**Texto de origem**
#####

As potencialidades econômicas do carvão gaúcho na matriz energética brasileira recrudesceram de forma consistente nos últimos meses. A possibilidade de retomada da produção mineral e da produção de energia térmica mobiliza desde já as forças produtivas, os políticos, as entidades e a sociedade do Estado, considerando que nada menos do que 90% das reservas brasileiras do mineral estão abaixo do Rio Mampituba. Diversos fatores colaboram para este novo momento, entre eles, o significativo crescimento da demanda de energia verificada no País nos últimos anos, e as novas tecnologias que reduzem os impactos ambientais a níveis internacionalmente aceitáveis, conforme diversos especialistas.
Neste cenário, o Sindicato dos Engenheiros, historicamente presente nos debates das soluções para o desenvolvimento do Rio Grande do Sul, incluiu o tema na sua pauta de ação, a partir da atuação do seu Conselho Técnico Consultivo. A complexidade da questão é diretamente proporcional ao grande potencial da atividade e, por isso, merece o máximo de reflexão. É notório o estigma que envolve o carvão como um vilão ambiental. Por mais de um século a imagem de rostos cobertos de cinzas, os problemas de saúde das populações próximas às jazidas e principalmente dos trabalhadores das minas, além da fumaça, contribuíram para a criação de um mito, que agora pode ser alterado graças à novas tecnologias empregadas tanto na mineração quanto na produção de energia. Também favorece o setor a existência de uma legislação ambiental cada vez mais eficiente.

#####

**Dados apresentados**
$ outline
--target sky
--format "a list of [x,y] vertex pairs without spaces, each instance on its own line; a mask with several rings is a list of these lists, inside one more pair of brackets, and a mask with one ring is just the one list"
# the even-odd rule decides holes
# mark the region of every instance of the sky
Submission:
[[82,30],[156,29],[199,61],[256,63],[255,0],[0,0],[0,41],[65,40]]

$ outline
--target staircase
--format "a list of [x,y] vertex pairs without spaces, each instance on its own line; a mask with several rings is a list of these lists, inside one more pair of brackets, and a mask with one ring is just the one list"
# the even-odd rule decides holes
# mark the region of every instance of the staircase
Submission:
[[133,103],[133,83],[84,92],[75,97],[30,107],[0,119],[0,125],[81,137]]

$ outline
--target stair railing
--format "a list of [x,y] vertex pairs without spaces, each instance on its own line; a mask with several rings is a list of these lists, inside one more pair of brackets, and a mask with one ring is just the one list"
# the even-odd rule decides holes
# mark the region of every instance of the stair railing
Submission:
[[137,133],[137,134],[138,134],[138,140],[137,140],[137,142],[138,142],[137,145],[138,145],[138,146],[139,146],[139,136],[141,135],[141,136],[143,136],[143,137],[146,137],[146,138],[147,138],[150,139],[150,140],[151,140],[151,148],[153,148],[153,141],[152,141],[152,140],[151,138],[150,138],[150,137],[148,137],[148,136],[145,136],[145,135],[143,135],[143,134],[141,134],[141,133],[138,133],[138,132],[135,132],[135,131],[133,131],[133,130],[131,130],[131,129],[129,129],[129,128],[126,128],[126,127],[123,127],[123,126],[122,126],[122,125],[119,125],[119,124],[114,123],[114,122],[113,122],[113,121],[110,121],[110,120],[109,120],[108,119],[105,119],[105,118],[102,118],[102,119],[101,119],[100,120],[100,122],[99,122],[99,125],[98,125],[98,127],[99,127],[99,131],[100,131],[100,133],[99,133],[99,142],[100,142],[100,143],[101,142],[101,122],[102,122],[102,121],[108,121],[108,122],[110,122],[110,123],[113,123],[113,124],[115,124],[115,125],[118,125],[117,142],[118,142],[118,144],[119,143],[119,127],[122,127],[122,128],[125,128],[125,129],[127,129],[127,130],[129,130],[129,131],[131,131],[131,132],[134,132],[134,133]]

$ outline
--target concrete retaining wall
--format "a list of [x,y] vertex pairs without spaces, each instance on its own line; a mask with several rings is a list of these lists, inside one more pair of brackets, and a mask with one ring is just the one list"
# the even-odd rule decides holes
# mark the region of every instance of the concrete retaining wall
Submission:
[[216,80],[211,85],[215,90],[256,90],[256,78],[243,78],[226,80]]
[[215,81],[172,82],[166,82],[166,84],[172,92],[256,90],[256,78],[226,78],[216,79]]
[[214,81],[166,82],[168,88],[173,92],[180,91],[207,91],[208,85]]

#####

**Tarefas propostas**
a. Copie fielmente o trecho do texto sobre o carvão gaúcho que começa nas palavras "Neste cenário, o" e termina depois de "vez mais eficiente.".
b. Dê continuidade ao texto sobre o carvão gaúcho a partir da última frase apresentada.

**Respostas**
a.
Neste cenário, o Sindicato dos Engenheiros, historicamente presente nos debates das soluções para o desenvolvimento do Rio Grande do Sul, incluiu o tema na sua pauta de ação, a partir da atuação do seu Conselho Técnico Consultivo. A complexidade da questão é diretamente proporcional ao grande potencial da atividade e, por isso, merece o máximo de reflexão. É notório o estigma que envolve o carvão como um vilão ambiental. Por mais de um século a imagem de rostos cobertos de cinzas, os problemas de saúde das populações próximas às jazidas e principalmente dos trabalhadores das minas, além da fumaça, contribuíram para a criação de um mito, que agora pode ser alterado graças à novas tecnologias empregadas tanto na mineração quanto na produção de energia. Também favorece o setor a existência de uma legislação ambiental cada vez mais eficiente.

b.
Por outro lado, não são apenas as mineradoras e as companhias geradoras à carvão vislumbram novos tempos para o setor. No Rio Grande do Sul, é quase um consenso entre os empresários de que trata-se de uma necessidade estratégica para o setor industrial. Também para as contas públicas, visto que o Estado “importa” 65% da energia elétrica que consome. Concorre para isso o fato de que seria a fórmula mais rápida de aumento da oferta à economia gaúcha, reduzindo também o risco de apagões. A questão social também é importante, já que a construção de uma usina de 350MW gera até 6000 empregos e cerca de 300 na fase de operação, o que favoreceria bastante o desenvolvimento da chamada Metade Sul do Estado.
Por sua vez, movidos também pelas novas tecnologias e os riscos da energia nuclear após o acidente de Fukushima, os países europeus voltam-se novamente para o carvão. Mesmo com a falta de espaço para construção de novas usinas, investem no aumento da capacidade de produção das operações já instaladas. Vale lembrar que o crescimento da demanda de energia no planeta irá crescer 50% até 2035 e que 1/3 da atual matriz energética tem origem na queima do carvão mineral, que aumentou em 60% entre 2001 e 2011 (International Energy Outlook).
No cenário político, os compromissos brasileiros de redução das emissões de CO2 firmados em 2009 na Conferência de Copenhagem fizeram com que o Governo Federal excluísse o carvão dos leilões de energia. Posteriormente, o Planalto foi convencido da existência de folgas nas metas pactuadas, provocadas por projetos ancorados na queima de óleo combustível que não saíram do papel, abrindo novas possibilidades. A energia térmica então foi incluída nos leilões realizados nos últimos meses, porém as tarifas propostas pelo Governo não atraíram investidores.
Para aprofundarmos um pouco mais a discussão, apresentamos a seguir uma entrevista com o engenheiro Luiz Antonio Antoniazi membro do Conselho Técnico Consultivo do SENGE/RS e presidente da Fundação de Ciência e Tecnologia (CIENTEC), que acompanha de perto a questão no Estado e no País. Além da potencialidade energética, Antoniazzi destaca outras importantes possibilidades para o carvão gaúcho, riqueza comparada ao Pré-sal.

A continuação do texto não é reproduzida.